SUPPLIED INFORMATION START

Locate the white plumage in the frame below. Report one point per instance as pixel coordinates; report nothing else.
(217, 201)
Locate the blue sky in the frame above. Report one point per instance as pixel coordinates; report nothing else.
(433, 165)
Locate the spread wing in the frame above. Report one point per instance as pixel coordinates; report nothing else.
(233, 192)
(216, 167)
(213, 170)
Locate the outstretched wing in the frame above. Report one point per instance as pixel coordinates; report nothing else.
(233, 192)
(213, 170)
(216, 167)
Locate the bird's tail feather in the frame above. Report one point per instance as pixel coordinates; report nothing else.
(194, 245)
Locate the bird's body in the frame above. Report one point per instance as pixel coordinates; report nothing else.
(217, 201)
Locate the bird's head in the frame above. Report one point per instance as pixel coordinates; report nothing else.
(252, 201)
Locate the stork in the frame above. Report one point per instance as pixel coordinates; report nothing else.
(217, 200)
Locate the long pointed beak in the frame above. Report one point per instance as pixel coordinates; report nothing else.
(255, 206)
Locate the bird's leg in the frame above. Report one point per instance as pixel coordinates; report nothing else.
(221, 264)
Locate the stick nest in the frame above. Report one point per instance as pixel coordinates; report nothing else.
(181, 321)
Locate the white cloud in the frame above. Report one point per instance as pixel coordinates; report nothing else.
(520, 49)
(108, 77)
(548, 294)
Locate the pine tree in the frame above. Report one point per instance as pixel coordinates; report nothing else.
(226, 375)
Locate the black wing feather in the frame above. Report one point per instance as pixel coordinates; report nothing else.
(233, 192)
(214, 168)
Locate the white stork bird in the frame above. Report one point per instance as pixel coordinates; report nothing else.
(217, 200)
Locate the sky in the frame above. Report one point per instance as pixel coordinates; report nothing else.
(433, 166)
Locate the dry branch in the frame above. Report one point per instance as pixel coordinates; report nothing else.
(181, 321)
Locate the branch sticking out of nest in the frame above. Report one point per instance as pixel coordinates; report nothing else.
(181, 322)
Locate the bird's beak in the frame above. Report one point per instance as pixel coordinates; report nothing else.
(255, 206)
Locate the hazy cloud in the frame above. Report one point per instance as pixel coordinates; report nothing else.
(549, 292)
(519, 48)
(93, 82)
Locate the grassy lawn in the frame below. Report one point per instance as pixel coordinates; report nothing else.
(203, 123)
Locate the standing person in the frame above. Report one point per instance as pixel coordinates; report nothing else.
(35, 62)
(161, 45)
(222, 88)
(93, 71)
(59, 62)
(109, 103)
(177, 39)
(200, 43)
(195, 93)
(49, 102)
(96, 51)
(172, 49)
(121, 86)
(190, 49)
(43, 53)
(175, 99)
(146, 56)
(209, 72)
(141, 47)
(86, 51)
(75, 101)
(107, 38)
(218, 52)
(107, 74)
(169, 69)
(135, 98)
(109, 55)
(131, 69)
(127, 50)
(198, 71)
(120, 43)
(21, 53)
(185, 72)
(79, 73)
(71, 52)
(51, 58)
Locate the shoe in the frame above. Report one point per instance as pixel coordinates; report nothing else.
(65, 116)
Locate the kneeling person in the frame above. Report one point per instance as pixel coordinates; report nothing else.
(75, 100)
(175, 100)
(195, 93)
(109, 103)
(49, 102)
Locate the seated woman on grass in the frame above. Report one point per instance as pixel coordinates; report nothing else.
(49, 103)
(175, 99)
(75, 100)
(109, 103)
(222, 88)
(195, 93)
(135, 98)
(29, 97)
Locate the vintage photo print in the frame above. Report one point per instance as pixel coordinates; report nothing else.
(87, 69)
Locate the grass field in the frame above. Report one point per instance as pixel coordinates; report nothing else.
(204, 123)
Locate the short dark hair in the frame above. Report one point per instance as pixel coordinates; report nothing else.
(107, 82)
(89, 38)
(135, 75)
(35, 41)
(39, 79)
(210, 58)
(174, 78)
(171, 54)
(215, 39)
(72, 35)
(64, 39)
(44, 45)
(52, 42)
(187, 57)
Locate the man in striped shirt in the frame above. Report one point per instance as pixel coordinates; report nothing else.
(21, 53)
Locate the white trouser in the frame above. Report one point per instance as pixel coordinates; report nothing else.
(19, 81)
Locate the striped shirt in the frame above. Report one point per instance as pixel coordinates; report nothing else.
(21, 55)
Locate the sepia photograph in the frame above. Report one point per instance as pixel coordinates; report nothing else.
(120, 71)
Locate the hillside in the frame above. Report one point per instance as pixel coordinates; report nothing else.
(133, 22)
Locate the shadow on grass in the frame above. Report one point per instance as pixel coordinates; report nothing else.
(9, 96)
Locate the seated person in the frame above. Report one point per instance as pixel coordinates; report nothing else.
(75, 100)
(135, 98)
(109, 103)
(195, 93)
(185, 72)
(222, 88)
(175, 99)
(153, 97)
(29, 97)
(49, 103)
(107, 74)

SUPPLIED INFORMATION END

Word for word, write out all of the entries again.

Locate the white plumage in the frame below. Report one point per instance as pixel coordinates; report nothing else.
(217, 201)
Locate the blue sky in the frame above. Report one point per instance as pixel coordinates; report nothing else.
(433, 165)
Locate the spread wing in the frame above. Report one point per instance as pixel coordinates; report nothing else.
(233, 192)
(216, 167)
(213, 170)
Locate the outstretched wing in the frame above. Report one point per instance as pixel coordinates; report nothing else.
(233, 192)
(213, 170)
(216, 167)
Locate the bird's tail feather in the frame above. Report one point per instance as pixel coordinates; report nothing else.
(194, 245)
Locate the bird's body in the frame above. Report one point per instance as pixel coordinates; report nothing else.
(217, 201)
Locate the bird's head in the frame above. Report one point per instance as pixel coordinates; report nothing else.
(252, 201)
Locate the stork in the frame above. Report one point per instance as pixel coordinates; report nothing else.
(217, 200)
Locate the long pointed beak in the frame above. Report one point per instance as pixel coordinates; report nothing else.
(255, 206)
Locate the bird's leg in the frame above. Report one point per instance as pixel coordinates; report nothing else.
(221, 264)
Locate the stick nest in the frame above. Report one point per instance as pixel coordinates; report nothing else.
(181, 321)
Locate the white cloud in the frame above. Report one point per instance as pixel coordinates; report nothing else.
(520, 49)
(108, 77)
(548, 294)
Locate the pine tree in the frame above. Report one point per instance as pixel coordinates; report nothing else.
(226, 375)
Locate the black wing feather in the frame above. Report one point per instance as pixel coordinates; report nothing else.
(233, 192)
(214, 168)
Locate the white stork bird in the frame above. Report one point per instance as pixel coordinates; report nothing else.
(217, 200)
Locate the sky in the frame above. Report one point per instance as pixel coordinates; report nothing else.
(433, 166)
Locate the dry branch in the frame above. Report one point per instance as pixel coordinates; report nothing else.
(181, 321)
Locate the branch sticking out of nest in the frame above. Report one point per instance as pixel coordinates; report nothing else.
(181, 322)
Locate the bird's beak in the frame above. Report one point per instance as pixel coordinates; report nothing else.
(255, 206)
Locate the hazy cloud in the frame above. Report one point per instance as pixel coordinates; report nothing else.
(549, 292)
(519, 48)
(93, 82)
Locate the grassy lawn in the frame below. Report one point per instance as pixel coordinates; report nothing else.
(203, 123)
Locate the standing person in the frame above. Report one point per instance as pixel coordinates; report nothing else.
(35, 62)
(161, 45)
(222, 88)
(93, 71)
(59, 62)
(109, 103)
(177, 39)
(200, 43)
(195, 93)
(49, 102)
(96, 51)
(172, 49)
(121, 86)
(190, 49)
(43, 53)
(175, 99)
(146, 56)
(209, 72)
(141, 47)
(86, 51)
(75, 101)
(107, 38)
(218, 52)
(107, 74)
(169, 69)
(135, 98)
(109, 55)
(131, 69)
(127, 50)
(198, 71)
(120, 43)
(21, 53)
(185, 72)
(79, 73)
(71, 52)
(51, 58)
Locate the shoe in the frame above. Report one point per instance as pixel coordinates; report nothing else.
(65, 116)
Locate the kneeling person in the frame above. Report one point per instance as pixel coordinates; report nothing else.
(75, 100)
(175, 100)
(195, 93)
(109, 103)
(49, 102)
Locate the seated woman on grass in the frame above. Report one point per instance as pixel coordinates; report nothing else.
(49, 103)
(175, 99)
(75, 100)
(109, 103)
(222, 88)
(195, 93)
(135, 98)
(29, 97)
Locate the vintage photo print in the frame above. Report one point per instance as pixel coordinates; report nothing else.
(87, 69)
Locate the grass field in the frame above. Report one point per instance as pixel coordinates; report nothing else.
(204, 123)
Locate the short dark hair in the frame above. Report one point per instance as pixel coordinates; report nothing else.
(107, 82)
(89, 38)
(135, 75)
(35, 41)
(39, 79)
(210, 58)
(174, 78)
(171, 54)
(215, 39)
(72, 35)
(64, 39)
(44, 45)
(52, 42)
(187, 57)
Locate the man in striped shirt in the frame above. Report one point per instance as pixel coordinates; report nothing else.
(21, 53)
Locate the white trouser in the frame above. Report one point per instance as pixel coordinates; report nothing else.
(19, 81)
Locate the striped shirt in the frame above. Report one point per instance as pixel coordinates; report nothing else.
(21, 55)
Locate the sepia photograph in the frame above. Report one point per instance as pixel coordinates; report nothing else.
(120, 71)
Locate the hillside in the frame above. Report one point per instance as pixel coordinates; report nothing else.
(133, 22)
Locate the shadow on grass in the frame above. Report one point per instance as pixel coordinates; report nothing else.
(9, 96)
Locate the seated person in the frame above. Report one point per instance as pixel coordinates; report nothing else.
(75, 100)
(135, 98)
(109, 103)
(195, 93)
(185, 72)
(222, 88)
(175, 99)
(153, 97)
(29, 97)
(49, 103)
(107, 74)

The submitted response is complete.